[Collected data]

· · · · ·

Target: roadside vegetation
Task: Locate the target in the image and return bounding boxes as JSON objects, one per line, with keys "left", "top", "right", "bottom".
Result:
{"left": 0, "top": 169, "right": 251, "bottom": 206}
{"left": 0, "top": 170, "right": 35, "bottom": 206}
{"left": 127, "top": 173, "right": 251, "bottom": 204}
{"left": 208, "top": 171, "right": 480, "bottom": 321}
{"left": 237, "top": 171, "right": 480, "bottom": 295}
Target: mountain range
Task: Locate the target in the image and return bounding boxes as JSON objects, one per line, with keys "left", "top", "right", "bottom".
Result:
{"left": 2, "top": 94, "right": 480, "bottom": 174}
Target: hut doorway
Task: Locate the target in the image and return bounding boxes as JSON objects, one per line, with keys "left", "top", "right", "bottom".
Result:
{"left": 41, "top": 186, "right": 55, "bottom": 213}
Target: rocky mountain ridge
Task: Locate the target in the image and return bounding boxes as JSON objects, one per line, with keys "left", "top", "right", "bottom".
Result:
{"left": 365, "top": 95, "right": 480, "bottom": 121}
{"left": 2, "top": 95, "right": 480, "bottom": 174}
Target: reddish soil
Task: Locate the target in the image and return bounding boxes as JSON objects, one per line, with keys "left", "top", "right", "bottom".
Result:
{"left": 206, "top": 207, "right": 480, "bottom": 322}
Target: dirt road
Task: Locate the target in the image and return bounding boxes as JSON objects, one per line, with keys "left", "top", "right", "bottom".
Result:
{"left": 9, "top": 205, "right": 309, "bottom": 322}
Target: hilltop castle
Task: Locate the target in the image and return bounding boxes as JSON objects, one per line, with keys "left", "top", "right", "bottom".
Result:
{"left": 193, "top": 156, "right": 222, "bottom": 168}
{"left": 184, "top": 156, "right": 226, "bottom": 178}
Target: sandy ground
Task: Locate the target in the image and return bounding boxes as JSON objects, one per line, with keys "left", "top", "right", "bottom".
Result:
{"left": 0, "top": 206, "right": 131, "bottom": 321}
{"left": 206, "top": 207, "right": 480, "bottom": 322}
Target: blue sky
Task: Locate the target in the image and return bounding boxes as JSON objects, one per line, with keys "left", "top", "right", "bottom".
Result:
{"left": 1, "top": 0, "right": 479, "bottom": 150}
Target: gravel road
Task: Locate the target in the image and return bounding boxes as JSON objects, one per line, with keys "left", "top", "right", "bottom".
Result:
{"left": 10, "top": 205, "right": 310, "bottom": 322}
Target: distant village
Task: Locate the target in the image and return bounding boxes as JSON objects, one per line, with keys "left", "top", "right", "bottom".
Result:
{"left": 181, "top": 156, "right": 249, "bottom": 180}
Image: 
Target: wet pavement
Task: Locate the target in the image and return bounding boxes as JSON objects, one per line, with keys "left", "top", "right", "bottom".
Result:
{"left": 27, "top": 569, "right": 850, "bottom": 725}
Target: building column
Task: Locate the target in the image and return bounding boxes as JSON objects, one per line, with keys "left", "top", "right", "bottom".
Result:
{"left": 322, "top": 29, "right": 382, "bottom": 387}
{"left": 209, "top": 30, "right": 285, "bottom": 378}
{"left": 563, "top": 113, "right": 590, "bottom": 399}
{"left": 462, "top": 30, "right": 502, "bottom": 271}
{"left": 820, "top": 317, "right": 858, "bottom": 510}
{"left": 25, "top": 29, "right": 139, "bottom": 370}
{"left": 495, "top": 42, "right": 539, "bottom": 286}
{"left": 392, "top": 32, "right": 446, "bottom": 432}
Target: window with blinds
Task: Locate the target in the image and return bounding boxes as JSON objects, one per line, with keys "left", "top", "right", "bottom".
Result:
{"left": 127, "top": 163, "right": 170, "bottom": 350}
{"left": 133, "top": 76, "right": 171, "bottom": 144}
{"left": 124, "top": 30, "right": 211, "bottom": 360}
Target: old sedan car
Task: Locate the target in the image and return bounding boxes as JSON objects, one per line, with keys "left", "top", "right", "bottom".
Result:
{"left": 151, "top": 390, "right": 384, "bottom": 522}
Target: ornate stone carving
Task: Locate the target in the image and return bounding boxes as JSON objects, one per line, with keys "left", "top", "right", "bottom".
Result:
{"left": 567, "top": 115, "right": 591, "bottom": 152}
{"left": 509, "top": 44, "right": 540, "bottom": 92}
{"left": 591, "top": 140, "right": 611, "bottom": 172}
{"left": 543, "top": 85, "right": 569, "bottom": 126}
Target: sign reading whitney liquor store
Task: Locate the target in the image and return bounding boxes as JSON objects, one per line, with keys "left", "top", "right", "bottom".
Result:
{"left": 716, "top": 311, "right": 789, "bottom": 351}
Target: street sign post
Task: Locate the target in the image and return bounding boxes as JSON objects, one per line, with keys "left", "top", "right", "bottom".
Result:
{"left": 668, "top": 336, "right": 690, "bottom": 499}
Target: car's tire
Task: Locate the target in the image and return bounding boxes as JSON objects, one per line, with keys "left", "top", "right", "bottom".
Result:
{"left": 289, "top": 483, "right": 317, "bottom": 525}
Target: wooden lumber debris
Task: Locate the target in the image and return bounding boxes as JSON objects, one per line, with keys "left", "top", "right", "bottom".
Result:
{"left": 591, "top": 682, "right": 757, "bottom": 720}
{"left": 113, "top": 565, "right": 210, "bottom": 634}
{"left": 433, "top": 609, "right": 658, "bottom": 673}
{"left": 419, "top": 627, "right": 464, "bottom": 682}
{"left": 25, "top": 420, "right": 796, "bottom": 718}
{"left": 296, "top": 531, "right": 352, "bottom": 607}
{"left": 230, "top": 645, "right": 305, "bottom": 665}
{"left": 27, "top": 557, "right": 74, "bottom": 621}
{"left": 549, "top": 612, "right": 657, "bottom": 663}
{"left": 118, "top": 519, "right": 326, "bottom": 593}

· · · · ·

Copy out the lines above exactly, beginning at the one that contains "Target: blue sky" and ending at the one that contains "Target: distant village".

Target: blue sky
Task: Locate the target in the image and return bounding boxes as JSON objects, one per line, with keys "left", "top", "right", "bottom".
Result:
{"left": 1, "top": 0, "right": 479, "bottom": 150}
Target: gravel road
Task: Locate the target in the image and return bounding boxes as JSON objects, one per line, with keys "left", "top", "right", "bottom".
Result:
{"left": 10, "top": 205, "right": 310, "bottom": 322}
Target: distant village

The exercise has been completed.